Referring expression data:
--

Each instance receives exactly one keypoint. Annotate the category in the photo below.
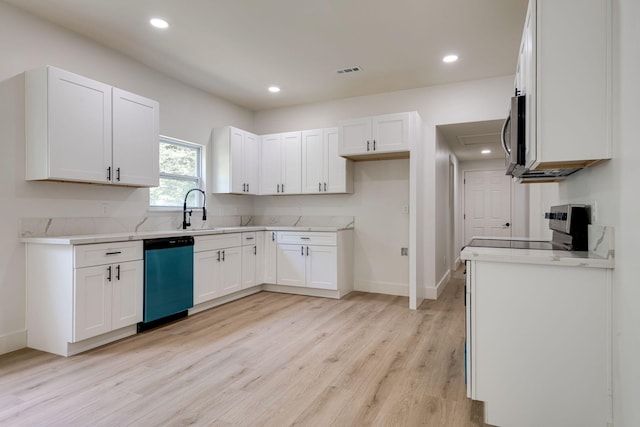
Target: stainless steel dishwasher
(168, 280)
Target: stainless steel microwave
(514, 137)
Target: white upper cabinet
(565, 71)
(135, 140)
(386, 136)
(78, 129)
(235, 162)
(281, 164)
(323, 170)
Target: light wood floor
(268, 360)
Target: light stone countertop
(85, 239)
(537, 256)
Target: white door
(336, 166)
(269, 258)
(128, 290)
(271, 164)
(313, 161)
(251, 169)
(322, 267)
(136, 141)
(206, 273)
(230, 270)
(487, 204)
(249, 254)
(390, 132)
(79, 127)
(92, 303)
(291, 261)
(236, 141)
(291, 163)
(355, 136)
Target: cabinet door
(291, 163)
(322, 267)
(236, 151)
(231, 270)
(249, 254)
(92, 304)
(206, 273)
(336, 166)
(128, 287)
(355, 136)
(314, 156)
(251, 166)
(79, 127)
(271, 164)
(390, 132)
(270, 258)
(291, 265)
(136, 142)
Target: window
(181, 168)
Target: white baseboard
(387, 288)
(434, 293)
(13, 341)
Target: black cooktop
(514, 244)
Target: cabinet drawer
(107, 253)
(217, 241)
(249, 238)
(308, 238)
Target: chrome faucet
(187, 222)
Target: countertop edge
(540, 257)
(131, 236)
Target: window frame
(201, 168)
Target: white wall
(185, 113)
(614, 186)
(381, 189)
(455, 103)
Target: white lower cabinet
(217, 266)
(83, 292)
(311, 260)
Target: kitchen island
(539, 335)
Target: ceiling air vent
(348, 70)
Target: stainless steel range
(569, 224)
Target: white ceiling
(235, 49)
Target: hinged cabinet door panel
(291, 265)
(322, 267)
(135, 140)
(92, 305)
(79, 119)
(128, 289)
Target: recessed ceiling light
(159, 23)
(450, 58)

--

What to produce » This task calls for an exact reproduction of the lines that start at the one containing "Target: white lower cabinet" and continue to the end of the entries above.

Answer section »
Target: white lower cabinet
(217, 266)
(83, 292)
(311, 260)
Target: kitchen island
(539, 335)
Target: ceiling air vent
(348, 70)
Target: stainless steel range
(569, 224)
Target: white ceiling
(235, 49)
Target: hinged cabinet door panel
(291, 265)
(322, 267)
(135, 140)
(92, 305)
(79, 119)
(128, 289)
Target: recessed ceiling light
(159, 23)
(450, 58)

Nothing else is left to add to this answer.